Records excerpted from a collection
-------
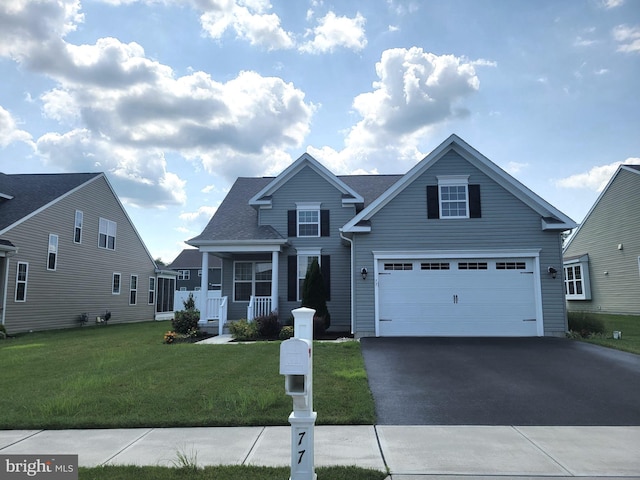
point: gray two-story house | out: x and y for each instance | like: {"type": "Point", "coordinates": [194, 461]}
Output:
{"type": "Point", "coordinates": [454, 247]}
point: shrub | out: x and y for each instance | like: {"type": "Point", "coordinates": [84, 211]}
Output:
{"type": "Point", "coordinates": [585, 324]}
{"type": "Point", "coordinates": [243, 330]}
{"type": "Point", "coordinates": [286, 332]}
{"type": "Point", "coordinates": [268, 325]}
{"type": "Point", "coordinates": [185, 321]}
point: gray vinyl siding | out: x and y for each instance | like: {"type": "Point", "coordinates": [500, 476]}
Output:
{"type": "Point", "coordinates": [308, 186]}
{"type": "Point", "coordinates": [614, 220]}
{"type": "Point", "coordinates": [506, 223]}
{"type": "Point", "coordinates": [82, 281]}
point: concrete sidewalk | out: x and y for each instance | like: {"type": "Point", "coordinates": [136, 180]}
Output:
{"type": "Point", "coordinates": [409, 452]}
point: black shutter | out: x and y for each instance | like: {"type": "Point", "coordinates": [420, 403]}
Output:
{"type": "Point", "coordinates": [292, 278]}
{"type": "Point", "coordinates": [325, 261]}
{"type": "Point", "coordinates": [292, 223]}
{"type": "Point", "coordinates": [324, 223]}
{"type": "Point", "coordinates": [433, 202]}
{"type": "Point", "coordinates": [474, 201]}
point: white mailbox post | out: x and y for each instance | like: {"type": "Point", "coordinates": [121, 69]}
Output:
{"type": "Point", "coordinates": [296, 364]}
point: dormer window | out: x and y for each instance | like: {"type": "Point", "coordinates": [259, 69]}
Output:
{"type": "Point", "coordinates": [454, 198]}
{"type": "Point", "coordinates": [309, 223]}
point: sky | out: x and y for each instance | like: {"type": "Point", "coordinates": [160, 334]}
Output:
{"type": "Point", "coordinates": [175, 99]}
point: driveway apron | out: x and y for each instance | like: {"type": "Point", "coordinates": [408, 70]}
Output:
{"type": "Point", "coordinates": [501, 381]}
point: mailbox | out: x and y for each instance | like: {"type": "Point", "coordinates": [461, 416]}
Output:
{"type": "Point", "coordinates": [295, 365]}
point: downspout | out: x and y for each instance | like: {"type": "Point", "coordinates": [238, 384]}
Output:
{"type": "Point", "coordinates": [353, 286]}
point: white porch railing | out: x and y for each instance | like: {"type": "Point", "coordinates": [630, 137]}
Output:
{"type": "Point", "coordinates": [258, 307]}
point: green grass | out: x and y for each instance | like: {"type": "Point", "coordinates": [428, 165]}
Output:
{"type": "Point", "coordinates": [222, 473]}
{"type": "Point", "coordinates": [123, 376]}
{"type": "Point", "coordinates": [629, 325]}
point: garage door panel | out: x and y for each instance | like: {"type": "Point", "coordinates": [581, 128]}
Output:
{"type": "Point", "coordinates": [470, 298]}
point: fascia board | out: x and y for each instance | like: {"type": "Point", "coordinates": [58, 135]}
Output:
{"type": "Point", "coordinates": [293, 169]}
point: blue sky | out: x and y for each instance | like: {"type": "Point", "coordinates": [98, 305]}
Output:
{"type": "Point", "coordinates": [174, 99]}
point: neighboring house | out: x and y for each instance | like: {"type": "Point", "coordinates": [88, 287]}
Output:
{"type": "Point", "coordinates": [455, 247]}
{"type": "Point", "coordinates": [68, 247]}
{"type": "Point", "coordinates": [188, 264]}
{"type": "Point", "coordinates": [602, 258]}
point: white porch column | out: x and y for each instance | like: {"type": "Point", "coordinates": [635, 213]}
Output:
{"type": "Point", "coordinates": [204, 288]}
{"type": "Point", "coordinates": [274, 280]}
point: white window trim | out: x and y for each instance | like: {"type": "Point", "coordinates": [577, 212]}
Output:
{"type": "Point", "coordinates": [583, 262]}
{"type": "Point", "coordinates": [113, 277]}
{"type": "Point", "coordinates": [109, 228]}
{"type": "Point", "coordinates": [253, 277]}
{"type": "Point", "coordinates": [77, 225]}
{"type": "Point", "coordinates": [453, 181]}
{"type": "Point", "coordinates": [53, 249]}
{"type": "Point", "coordinates": [308, 207]}
{"type": "Point", "coordinates": [151, 297]}
{"type": "Point", "coordinates": [25, 281]}
{"type": "Point", "coordinates": [132, 289]}
{"type": "Point", "coordinates": [305, 253]}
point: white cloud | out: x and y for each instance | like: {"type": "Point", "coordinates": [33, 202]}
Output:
{"type": "Point", "coordinates": [416, 92]}
{"type": "Point", "coordinates": [124, 110]}
{"type": "Point", "coordinates": [203, 213]}
{"type": "Point", "coordinates": [608, 4]}
{"type": "Point", "coordinates": [596, 178]}
{"type": "Point", "coordinates": [628, 38]}
{"type": "Point", "coordinates": [336, 32]}
{"type": "Point", "coordinates": [9, 131]}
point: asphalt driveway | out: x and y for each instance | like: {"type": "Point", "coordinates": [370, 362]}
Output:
{"type": "Point", "coordinates": [501, 381]}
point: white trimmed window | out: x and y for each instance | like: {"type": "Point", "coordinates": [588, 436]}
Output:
{"type": "Point", "coordinates": [454, 196]}
{"type": "Point", "coordinates": [22, 275]}
{"type": "Point", "coordinates": [576, 279]}
{"type": "Point", "coordinates": [107, 234]}
{"type": "Point", "coordinates": [305, 259]}
{"type": "Point", "coordinates": [251, 279]}
{"type": "Point", "coordinates": [133, 290]}
{"type": "Point", "coordinates": [52, 255]}
{"type": "Point", "coordinates": [77, 229]}
{"type": "Point", "coordinates": [115, 284]}
{"type": "Point", "coordinates": [152, 291]}
{"type": "Point", "coordinates": [308, 215]}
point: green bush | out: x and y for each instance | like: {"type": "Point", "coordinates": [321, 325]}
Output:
{"type": "Point", "coordinates": [243, 330]}
{"type": "Point", "coordinates": [185, 321]}
{"type": "Point", "coordinates": [268, 325]}
{"type": "Point", "coordinates": [286, 332]}
{"type": "Point", "coordinates": [585, 324]}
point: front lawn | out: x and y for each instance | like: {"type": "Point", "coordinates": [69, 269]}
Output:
{"type": "Point", "coordinates": [122, 376]}
{"type": "Point", "coordinates": [222, 473]}
{"type": "Point", "coordinates": [629, 325]}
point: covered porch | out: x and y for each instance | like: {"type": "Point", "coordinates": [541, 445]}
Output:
{"type": "Point", "coordinates": [250, 282]}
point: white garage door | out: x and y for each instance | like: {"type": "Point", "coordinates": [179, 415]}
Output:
{"type": "Point", "coordinates": [457, 297]}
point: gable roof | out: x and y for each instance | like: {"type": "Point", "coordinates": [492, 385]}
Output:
{"type": "Point", "coordinates": [236, 220]}
{"type": "Point", "coordinates": [191, 258]}
{"type": "Point", "coordinates": [263, 197]}
{"type": "Point", "coordinates": [552, 218]}
{"type": "Point", "coordinates": [24, 195]}
{"type": "Point", "coordinates": [629, 168]}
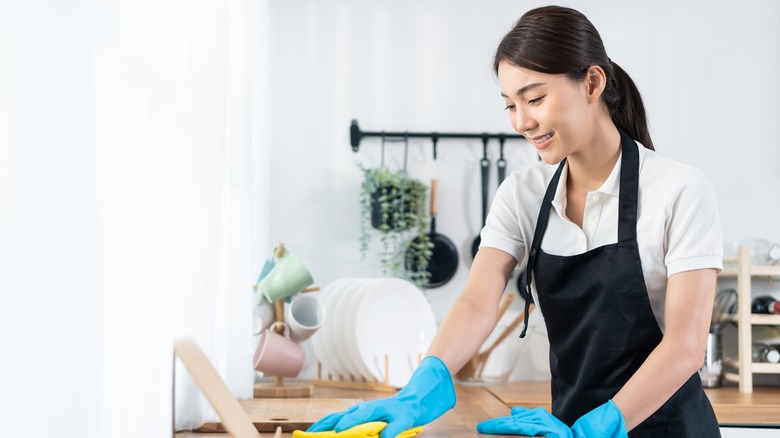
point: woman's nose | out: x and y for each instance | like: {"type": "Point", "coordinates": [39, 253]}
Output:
{"type": "Point", "coordinates": [523, 121]}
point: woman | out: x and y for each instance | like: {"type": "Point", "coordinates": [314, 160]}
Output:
{"type": "Point", "coordinates": [623, 246]}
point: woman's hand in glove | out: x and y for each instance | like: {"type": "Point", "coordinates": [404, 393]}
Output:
{"type": "Point", "coordinates": [427, 396]}
{"type": "Point", "coordinates": [606, 421]}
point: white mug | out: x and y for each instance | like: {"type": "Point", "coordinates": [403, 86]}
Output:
{"type": "Point", "coordinates": [305, 314]}
{"type": "Point", "coordinates": [262, 313]}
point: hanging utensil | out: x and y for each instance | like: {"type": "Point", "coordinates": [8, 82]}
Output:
{"type": "Point", "coordinates": [501, 164]}
{"type": "Point", "coordinates": [444, 256]}
{"type": "Point", "coordinates": [485, 170]}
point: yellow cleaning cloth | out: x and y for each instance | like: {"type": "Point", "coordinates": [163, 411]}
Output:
{"type": "Point", "coordinates": [365, 430]}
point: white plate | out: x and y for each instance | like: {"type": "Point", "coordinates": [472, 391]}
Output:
{"type": "Point", "coordinates": [396, 320]}
{"type": "Point", "coordinates": [344, 327]}
{"type": "Point", "coordinates": [348, 348]}
{"type": "Point", "coordinates": [319, 340]}
{"type": "Point", "coordinates": [334, 335]}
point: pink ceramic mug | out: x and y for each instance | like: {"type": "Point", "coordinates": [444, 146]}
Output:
{"type": "Point", "coordinates": [277, 354]}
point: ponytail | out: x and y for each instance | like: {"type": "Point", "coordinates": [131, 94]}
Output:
{"type": "Point", "coordinates": [558, 40]}
{"type": "Point", "coordinates": [625, 106]}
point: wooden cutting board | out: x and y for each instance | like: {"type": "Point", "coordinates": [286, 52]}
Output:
{"type": "Point", "coordinates": [289, 413]}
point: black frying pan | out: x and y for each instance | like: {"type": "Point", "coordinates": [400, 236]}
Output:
{"type": "Point", "coordinates": [444, 260]}
{"type": "Point", "coordinates": [485, 170]}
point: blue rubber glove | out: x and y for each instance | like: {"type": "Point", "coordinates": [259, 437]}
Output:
{"type": "Point", "coordinates": [427, 396]}
{"type": "Point", "coordinates": [605, 421]}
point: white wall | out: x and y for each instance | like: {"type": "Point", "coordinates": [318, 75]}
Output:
{"type": "Point", "coordinates": [708, 72]}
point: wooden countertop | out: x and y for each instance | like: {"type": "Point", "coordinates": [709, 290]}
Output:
{"type": "Point", "coordinates": [761, 407]}
{"type": "Point", "coordinates": [474, 405]}
{"type": "Point", "coordinates": [478, 403]}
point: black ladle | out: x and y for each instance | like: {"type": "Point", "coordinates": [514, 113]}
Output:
{"type": "Point", "coordinates": [485, 169]}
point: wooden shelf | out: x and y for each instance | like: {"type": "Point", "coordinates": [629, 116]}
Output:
{"type": "Point", "coordinates": [765, 368]}
{"type": "Point", "coordinates": [746, 320]}
{"type": "Point", "coordinates": [756, 319]}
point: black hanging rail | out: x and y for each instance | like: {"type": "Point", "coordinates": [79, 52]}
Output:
{"type": "Point", "coordinates": [355, 135]}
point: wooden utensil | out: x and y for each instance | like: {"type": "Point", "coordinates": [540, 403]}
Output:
{"type": "Point", "coordinates": [470, 368]}
{"type": "Point", "coordinates": [483, 356]}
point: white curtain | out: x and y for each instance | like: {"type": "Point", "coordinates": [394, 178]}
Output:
{"type": "Point", "coordinates": [131, 208]}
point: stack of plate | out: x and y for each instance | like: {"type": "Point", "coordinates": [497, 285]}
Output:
{"type": "Point", "coordinates": [370, 319]}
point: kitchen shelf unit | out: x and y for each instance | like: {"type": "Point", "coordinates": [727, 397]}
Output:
{"type": "Point", "coordinates": [745, 273]}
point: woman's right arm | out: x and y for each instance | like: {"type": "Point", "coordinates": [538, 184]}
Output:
{"type": "Point", "coordinates": [474, 314]}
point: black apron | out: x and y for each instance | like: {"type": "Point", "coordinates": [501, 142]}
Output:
{"type": "Point", "coordinates": [600, 322]}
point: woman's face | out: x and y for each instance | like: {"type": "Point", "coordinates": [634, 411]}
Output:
{"type": "Point", "coordinates": [551, 111]}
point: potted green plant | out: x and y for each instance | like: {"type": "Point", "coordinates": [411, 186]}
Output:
{"type": "Point", "coordinates": [393, 205]}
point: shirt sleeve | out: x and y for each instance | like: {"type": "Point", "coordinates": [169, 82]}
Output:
{"type": "Point", "coordinates": [694, 238]}
{"type": "Point", "coordinates": [502, 227]}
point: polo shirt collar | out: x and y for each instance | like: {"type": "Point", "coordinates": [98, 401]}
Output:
{"type": "Point", "coordinates": [610, 187]}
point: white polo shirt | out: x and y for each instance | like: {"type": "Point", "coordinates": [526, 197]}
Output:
{"type": "Point", "coordinates": [678, 226]}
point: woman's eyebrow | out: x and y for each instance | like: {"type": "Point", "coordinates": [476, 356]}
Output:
{"type": "Point", "coordinates": [522, 91]}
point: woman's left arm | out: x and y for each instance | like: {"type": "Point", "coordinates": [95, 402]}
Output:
{"type": "Point", "coordinates": [688, 311]}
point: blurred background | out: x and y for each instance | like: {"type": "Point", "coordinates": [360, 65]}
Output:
{"type": "Point", "coordinates": [152, 152]}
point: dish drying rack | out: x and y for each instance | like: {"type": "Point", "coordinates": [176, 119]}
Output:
{"type": "Point", "coordinates": [361, 382]}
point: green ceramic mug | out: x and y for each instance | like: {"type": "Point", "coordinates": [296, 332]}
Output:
{"type": "Point", "coordinates": [288, 276]}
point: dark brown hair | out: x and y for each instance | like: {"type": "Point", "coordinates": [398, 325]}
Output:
{"type": "Point", "coordinates": [558, 40]}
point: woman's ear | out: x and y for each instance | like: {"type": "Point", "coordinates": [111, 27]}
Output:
{"type": "Point", "coordinates": [595, 82]}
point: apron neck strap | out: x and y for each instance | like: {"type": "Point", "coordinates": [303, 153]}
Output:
{"type": "Point", "coordinates": [629, 188]}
-------
### WORK TO BE COMPLETED
Return exactly the lines from the one containing "point: shirt sleeve" to the last line of the data, and nothing more.

### ANSWER
point: shirt sleeve | out: x and y for each instance | like: {"type": "Point", "coordinates": [169, 82]}
Output:
{"type": "Point", "coordinates": [694, 238]}
{"type": "Point", "coordinates": [502, 227]}
point: polo shirt collar | out: x and y for each instance | like: {"type": "Point", "coordinates": [98, 401]}
Output:
{"type": "Point", "coordinates": [610, 187]}
point: white polo shirt | out: x and y for each instance | like: {"type": "Point", "coordinates": [526, 197]}
Output:
{"type": "Point", "coordinates": [678, 226]}
point: woman's eyebrow | out: x and y for each instance | like: {"type": "Point", "coordinates": [476, 356]}
Output:
{"type": "Point", "coordinates": [522, 91]}
point: woman's left arm | out: x and y for each instance | like: {"type": "Point", "coordinates": [95, 402]}
Output:
{"type": "Point", "coordinates": [688, 311]}
point: blurred background | out: x and y for each instance | like: {"type": "Point", "coordinates": [360, 65]}
Output:
{"type": "Point", "coordinates": [152, 152]}
point: dish drying rack | out: x and y for each instance | like: {"type": "Point", "coordinates": [176, 119]}
Output:
{"type": "Point", "coordinates": [361, 382]}
point: green ceramic mug | out: x and y for each instance | like: {"type": "Point", "coordinates": [296, 332]}
Output:
{"type": "Point", "coordinates": [288, 276]}
point: dark brown hair | out: x and y for each instance | like: {"type": "Point", "coordinates": [398, 325]}
Output:
{"type": "Point", "coordinates": [558, 40]}
point: woman's ear | out: x and y for each instance | like: {"type": "Point", "coordinates": [111, 27]}
Output:
{"type": "Point", "coordinates": [595, 82]}
point: apron neck strap | out: x and y for each instance | like: {"type": "Point", "coordinates": [303, 153]}
Output:
{"type": "Point", "coordinates": [629, 188]}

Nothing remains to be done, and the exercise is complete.